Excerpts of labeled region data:

==============================

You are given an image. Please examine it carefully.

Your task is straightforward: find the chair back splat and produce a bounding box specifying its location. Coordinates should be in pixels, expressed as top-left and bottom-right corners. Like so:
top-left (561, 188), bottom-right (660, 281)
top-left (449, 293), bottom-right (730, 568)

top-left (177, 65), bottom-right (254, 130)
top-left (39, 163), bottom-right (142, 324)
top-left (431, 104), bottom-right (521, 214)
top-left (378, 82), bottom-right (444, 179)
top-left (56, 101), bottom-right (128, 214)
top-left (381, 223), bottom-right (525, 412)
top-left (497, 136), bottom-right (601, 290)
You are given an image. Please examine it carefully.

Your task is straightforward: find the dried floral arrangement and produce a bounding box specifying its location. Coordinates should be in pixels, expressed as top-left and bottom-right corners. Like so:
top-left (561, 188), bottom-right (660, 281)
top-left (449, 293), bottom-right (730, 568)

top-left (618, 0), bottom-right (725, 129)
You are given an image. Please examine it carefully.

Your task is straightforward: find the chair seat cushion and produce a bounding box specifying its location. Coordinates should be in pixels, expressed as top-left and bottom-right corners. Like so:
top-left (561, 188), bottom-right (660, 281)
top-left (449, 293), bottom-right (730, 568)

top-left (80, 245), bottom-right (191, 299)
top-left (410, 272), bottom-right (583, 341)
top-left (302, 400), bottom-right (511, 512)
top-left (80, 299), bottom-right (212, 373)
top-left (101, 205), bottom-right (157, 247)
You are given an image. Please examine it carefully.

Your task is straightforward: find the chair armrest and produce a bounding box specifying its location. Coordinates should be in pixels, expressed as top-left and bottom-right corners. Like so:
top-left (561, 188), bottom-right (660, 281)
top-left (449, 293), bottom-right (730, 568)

==============================

Short task: Copy every one of the records above word for word, keeping each line as it appears.

Response to the exercise:
You are given an image. Please examine it carefully.

Your task is straightforward: find the chair back splat and produce a bounding box specifying its location. Coordinates should be in pixels, expressed as top-left and bottom-right corners. Like so:
top-left (561, 188), bottom-right (660, 281)
top-left (449, 293), bottom-right (730, 568)

top-left (177, 65), bottom-right (254, 130)
top-left (39, 163), bottom-right (142, 324)
top-left (431, 104), bottom-right (521, 214)
top-left (378, 82), bottom-right (444, 179)
top-left (56, 101), bottom-right (128, 214)
top-left (381, 223), bottom-right (525, 412)
top-left (497, 136), bottom-right (601, 290)
You are given an image. Please examine it carefully.

Your task is straightforward: find the dried floral arrangement and produce a bounding box specifying its location. Coordinates should be in pixels, expressed as top-left and bottom-right corners. Like so:
top-left (561, 188), bottom-right (660, 281)
top-left (449, 293), bottom-right (730, 568)

top-left (618, 0), bottom-right (725, 129)
You are given an image. Please examine it carefully.

Your task is straightforward: find the chair seat cushion and produce a bounding box specifying its location. Coordinates should be in pixels, expressed as top-left and bottom-right corners. Like so:
top-left (561, 188), bottom-right (660, 281)
top-left (449, 293), bottom-right (730, 568)

top-left (80, 245), bottom-right (191, 299)
top-left (410, 272), bottom-right (583, 341)
top-left (302, 400), bottom-right (511, 512)
top-left (80, 299), bottom-right (212, 373)
top-left (101, 205), bottom-right (157, 247)
You are given an image. Please examine it carefully.

Your task is straightforward: find the chair armrest and produce a bounding box specifying its location. Coordinates should be in pixels, expressed as top-left and bottom-right corners. Like so:
top-left (561, 188), bottom-right (660, 281)
top-left (449, 293), bottom-right (730, 568)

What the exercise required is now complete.